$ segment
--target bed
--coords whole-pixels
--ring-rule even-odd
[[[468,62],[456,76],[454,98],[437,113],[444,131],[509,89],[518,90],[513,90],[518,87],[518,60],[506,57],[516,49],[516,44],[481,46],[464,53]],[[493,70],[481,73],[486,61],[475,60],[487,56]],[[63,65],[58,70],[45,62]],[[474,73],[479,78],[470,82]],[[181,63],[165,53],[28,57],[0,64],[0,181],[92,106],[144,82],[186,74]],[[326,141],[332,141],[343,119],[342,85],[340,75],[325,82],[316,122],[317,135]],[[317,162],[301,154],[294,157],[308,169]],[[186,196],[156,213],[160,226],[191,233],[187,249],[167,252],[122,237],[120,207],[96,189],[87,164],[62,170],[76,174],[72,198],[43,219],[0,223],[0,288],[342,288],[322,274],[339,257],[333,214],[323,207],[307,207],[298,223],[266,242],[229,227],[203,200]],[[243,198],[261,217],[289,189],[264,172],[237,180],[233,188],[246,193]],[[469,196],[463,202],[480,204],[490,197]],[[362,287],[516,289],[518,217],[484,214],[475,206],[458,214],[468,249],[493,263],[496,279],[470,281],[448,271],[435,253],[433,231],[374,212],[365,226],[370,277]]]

◆ ◆ ◆ ◆ ◆

WORK TO DO → Starting with the first row and stopping after the row that has "--ring-rule even-odd", write the rows out again with "bed" replaced by "sofa". Leave everything else the same.

REPLY TO THE TASK →
$ segment
--target sofa
--coords whole-pixels
--ring-rule even-odd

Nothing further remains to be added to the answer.